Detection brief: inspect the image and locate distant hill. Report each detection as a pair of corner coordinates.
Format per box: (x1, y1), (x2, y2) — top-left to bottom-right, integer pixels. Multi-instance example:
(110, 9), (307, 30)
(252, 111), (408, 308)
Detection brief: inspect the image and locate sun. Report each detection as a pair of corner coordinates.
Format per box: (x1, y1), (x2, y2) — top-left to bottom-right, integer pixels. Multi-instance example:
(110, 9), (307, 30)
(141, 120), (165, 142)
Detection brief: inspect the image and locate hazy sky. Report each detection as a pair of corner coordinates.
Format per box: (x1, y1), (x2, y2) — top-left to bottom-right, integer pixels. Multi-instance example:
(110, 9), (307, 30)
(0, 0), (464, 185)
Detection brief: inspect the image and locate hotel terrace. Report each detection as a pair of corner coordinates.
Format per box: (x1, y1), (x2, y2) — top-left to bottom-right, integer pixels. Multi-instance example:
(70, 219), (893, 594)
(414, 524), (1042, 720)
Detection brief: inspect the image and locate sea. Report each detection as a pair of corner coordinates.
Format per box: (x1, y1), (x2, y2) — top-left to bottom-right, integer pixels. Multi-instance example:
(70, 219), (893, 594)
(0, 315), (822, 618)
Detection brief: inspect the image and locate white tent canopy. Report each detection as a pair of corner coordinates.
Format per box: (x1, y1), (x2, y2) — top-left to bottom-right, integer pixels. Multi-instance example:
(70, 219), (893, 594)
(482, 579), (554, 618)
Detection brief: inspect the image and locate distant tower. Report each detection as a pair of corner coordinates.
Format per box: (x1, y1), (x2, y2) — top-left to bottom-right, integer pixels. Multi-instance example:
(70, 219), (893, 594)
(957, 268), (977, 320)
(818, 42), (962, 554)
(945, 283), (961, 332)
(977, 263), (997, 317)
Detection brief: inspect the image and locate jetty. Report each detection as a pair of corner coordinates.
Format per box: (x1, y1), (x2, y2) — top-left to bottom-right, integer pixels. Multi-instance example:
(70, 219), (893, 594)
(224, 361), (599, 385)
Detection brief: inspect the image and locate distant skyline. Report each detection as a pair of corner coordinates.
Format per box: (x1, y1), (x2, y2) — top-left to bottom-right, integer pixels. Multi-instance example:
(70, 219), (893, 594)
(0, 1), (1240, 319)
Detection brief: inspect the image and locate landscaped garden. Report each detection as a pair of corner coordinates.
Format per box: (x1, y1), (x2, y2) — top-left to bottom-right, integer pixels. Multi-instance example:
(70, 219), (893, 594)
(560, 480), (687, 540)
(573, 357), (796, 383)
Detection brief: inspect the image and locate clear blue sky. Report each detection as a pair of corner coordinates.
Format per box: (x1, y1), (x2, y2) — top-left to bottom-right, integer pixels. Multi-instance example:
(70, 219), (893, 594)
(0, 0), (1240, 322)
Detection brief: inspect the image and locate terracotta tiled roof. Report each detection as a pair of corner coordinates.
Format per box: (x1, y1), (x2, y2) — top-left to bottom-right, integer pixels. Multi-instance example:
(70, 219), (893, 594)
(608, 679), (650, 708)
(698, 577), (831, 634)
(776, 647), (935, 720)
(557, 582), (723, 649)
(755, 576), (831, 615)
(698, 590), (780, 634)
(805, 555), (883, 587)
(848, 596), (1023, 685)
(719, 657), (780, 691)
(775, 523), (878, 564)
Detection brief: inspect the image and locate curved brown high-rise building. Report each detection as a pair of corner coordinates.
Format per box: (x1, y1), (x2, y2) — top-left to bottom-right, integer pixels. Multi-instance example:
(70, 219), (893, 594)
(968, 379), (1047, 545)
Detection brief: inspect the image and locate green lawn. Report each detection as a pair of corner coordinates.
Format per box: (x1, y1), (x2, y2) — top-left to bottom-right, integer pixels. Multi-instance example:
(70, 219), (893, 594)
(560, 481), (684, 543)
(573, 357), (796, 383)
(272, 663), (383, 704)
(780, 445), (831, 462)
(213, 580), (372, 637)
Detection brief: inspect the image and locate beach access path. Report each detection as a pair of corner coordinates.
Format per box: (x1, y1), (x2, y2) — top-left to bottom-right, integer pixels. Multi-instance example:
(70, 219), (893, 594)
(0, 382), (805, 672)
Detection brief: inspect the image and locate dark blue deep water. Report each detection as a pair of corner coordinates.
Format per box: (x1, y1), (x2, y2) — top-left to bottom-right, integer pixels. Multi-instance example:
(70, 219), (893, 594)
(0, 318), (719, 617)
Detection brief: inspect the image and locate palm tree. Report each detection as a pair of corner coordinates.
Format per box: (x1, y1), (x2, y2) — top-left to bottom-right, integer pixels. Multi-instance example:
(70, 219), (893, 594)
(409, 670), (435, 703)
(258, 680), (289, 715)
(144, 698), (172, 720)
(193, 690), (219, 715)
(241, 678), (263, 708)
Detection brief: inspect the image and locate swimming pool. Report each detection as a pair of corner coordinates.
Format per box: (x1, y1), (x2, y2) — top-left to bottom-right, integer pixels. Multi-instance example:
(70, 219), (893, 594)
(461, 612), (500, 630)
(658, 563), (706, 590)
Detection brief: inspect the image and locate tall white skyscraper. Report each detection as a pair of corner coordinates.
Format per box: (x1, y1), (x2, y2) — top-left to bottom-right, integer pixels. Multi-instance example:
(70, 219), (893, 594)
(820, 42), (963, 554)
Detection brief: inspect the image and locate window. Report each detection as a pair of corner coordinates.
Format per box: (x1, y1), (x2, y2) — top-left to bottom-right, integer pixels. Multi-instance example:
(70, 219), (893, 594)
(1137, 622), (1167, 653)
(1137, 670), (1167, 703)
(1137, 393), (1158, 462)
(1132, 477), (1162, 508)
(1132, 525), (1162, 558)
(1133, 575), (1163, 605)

-- -- --

> **SHORT EXERCISE**: Retype every one of the rows above character for character, with no changes.

> **SOLUTION TO THIS EXERCISE**:
Detection brief: inspect the image and locate distant hill. Report each detection as a pair of corner coordinates.
Format per box: (x1, y1), (x2, y2) — top-left to bottom-right, integer pixels. Multi-instance example:
(110, 9), (307, 30)
(252, 111), (408, 308)
Detection brief: inspect the image and locate sun. Report each detection as a pair of corner coordinates.
Format per box: (x1, y1), (x2, y2) — top-left to bottom-right, integer pixels. Multi-instance example:
(110, 9), (307, 30)
(141, 120), (165, 142)
Detection brief: inspect the image and locate hazy sky. Report each detection as a pair of corner coordinates.
Format per box: (x1, y1), (x2, y2) — top-left to bottom-right, integer pixels. Multi-instance example:
(110, 9), (307, 30)
(0, 0), (464, 185)
Detection brief: inspect the image and locate hotel terrace. Report each detection as a pair of corner coordinates.
Format per box: (x1, y1), (x2, y2) — top-left to bottom-right, integer pixels. Multi-instance example:
(70, 219), (893, 594)
(414, 524), (1042, 720)
Detection brief: inspect the image and locate sea. Report each detection as a pair of corner coordinates.
Format per box: (x1, y1), (x2, y2) — top-left to bottom-right, integer pixels. Multi-instance example:
(70, 219), (893, 594)
(0, 315), (822, 618)
Detection brief: inspect the image and locate white tent canopy. Report each detection as a pair of corner coordinates.
Format per box: (x1, y1), (x2, y2) — top-left to bottom-right, integer pixels. Multi-instance example:
(70, 219), (893, 594)
(482, 579), (554, 618)
Detection brief: inspect the image and locate distant tower. Report each detection as a pair of corner coordinates.
Format per box: (x1, y1), (x2, y2) — top-left to bottom-right, integer pixels. Multi-instance example:
(70, 219), (893, 594)
(957, 268), (977, 320)
(818, 42), (962, 554)
(945, 283), (961, 332)
(977, 263), (997, 317)
Detection brief: inspect the image and locate jetty. Report each detection as a pair of corner coordinates.
Format per box: (x1, y1), (x2, y2) — top-left to bottom-right, integer pixels. Multi-instance example:
(70, 219), (893, 594)
(224, 361), (599, 385)
Detection brief: inspect the image and locate distant skyline. Report each detection as a pair of corner coordinates.
Format per box: (x1, y1), (x2, y2) — top-left to bottom-right, integer pixels. Multi-instance example:
(70, 219), (893, 594)
(0, 1), (1240, 319)
Detection brief: inspect the image and locate landscaped garden. Report each detection as a pair of corner coordinates.
Format per box: (x1, y1), (x2, y2) — top-left to bottom-right, integer pixels. Multi-instance example:
(70, 219), (893, 594)
(560, 480), (687, 540)
(573, 357), (796, 383)
Detection brief: inspect the image and locate clear blue sky. Report each detection as a pair of corner coordinates.
Format per box: (x1, y1), (x2, y2) — top-left to bottom-right, integer pixels. Multi-instance example:
(70, 219), (893, 594)
(0, 0), (1240, 322)
Detection brief: inspect the image and locate terracotta tiled roof. Report each detection as a pair of corner coordinates.
Format per box: (x1, y1), (x2, y2) — top-left to bottom-right, integer pixels. Multi-instance example:
(70, 219), (893, 594)
(608, 679), (650, 708)
(698, 577), (831, 634)
(776, 647), (935, 720)
(557, 582), (723, 649)
(755, 576), (831, 615)
(698, 590), (780, 634)
(805, 555), (883, 587)
(848, 596), (1023, 685)
(719, 657), (780, 691)
(775, 523), (878, 564)
Detection brief: inspect the image and locate curved brown high-rise building. Report each detection as a pair of corner coordinates.
Format per box: (x1, y1), (x2, y2) — top-left to bottom-right, integer pixels. Multi-instance example:
(70, 219), (893, 594)
(968, 379), (1047, 545)
Detection brief: inspect the image and locate green lawn. Report each detection as a pair of corner coordinates.
Format per box: (x1, y1), (x2, y2) — top-left to bottom-right, integer pixels. Multi-instance example:
(70, 219), (893, 594)
(560, 481), (684, 543)
(573, 357), (796, 383)
(272, 663), (383, 704)
(780, 445), (831, 462)
(213, 580), (372, 637)
Detection brief: inspect the image and locate beach access path. Report each detection as a pair of corner coordinates.
Format per box: (x1, y1), (x2, y2) — top-left to bottom-right, integer pixels. Multi-instance example:
(70, 219), (893, 594)
(0, 382), (805, 672)
Detection brief: inspect the image and locate dark blue deep water. Report each detection as a pair of corner coordinates.
Format per box: (x1, y1), (x2, y2) — top-left to bottom-right, integer pixels. Multi-instance example:
(70, 219), (893, 594)
(0, 318), (719, 617)
Detection brief: inspect the image and locate palm tree. Report each detection as a pair of corner coordinates.
Format per box: (x1, y1), (x2, y2) — top-left to bottom-right, integer pixels. Multi-instance example:
(70, 219), (893, 594)
(409, 670), (435, 703)
(258, 680), (289, 715)
(144, 698), (172, 720)
(193, 690), (219, 715)
(241, 678), (263, 708)
Detection brief: inspect the image and locate swimming pool. Report each detection as a pair of corner coordinates.
Format per box: (x1, y1), (x2, y2) — top-left to bottom-right, integer pixels. Multi-instance example:
(70, 219), (893, 594)
(461, 612), (500, 630)
(658, 563), (706, 590)
Detection brief: inspect the image and locate tall white skyscraper. Report each detection as a pair of corner coordinates.
Format per box: (x1, y1), (x2, y2) — top-left to bottom-right, integer pixels. Multi-instance example:
(70, 219), (893, 594)
(820, 42), (963, 554)
Detection brief: inspect the image and locate window. Report each detection as a pair of corner coordinates.
Format per box: (x1, y1), (x2, y2) — top-left to bottom-right, integer pixels. Multi-instance example:
(70, 219), (893, 594)
(1137, 622), (1167, 653)
(1137, 670), (1167, 703)
(1137, 393), (1158, 462)
(1132, 477), (1162, 508)
(1132, 525), (1162, 558)
(1133, 575), (1163, 605)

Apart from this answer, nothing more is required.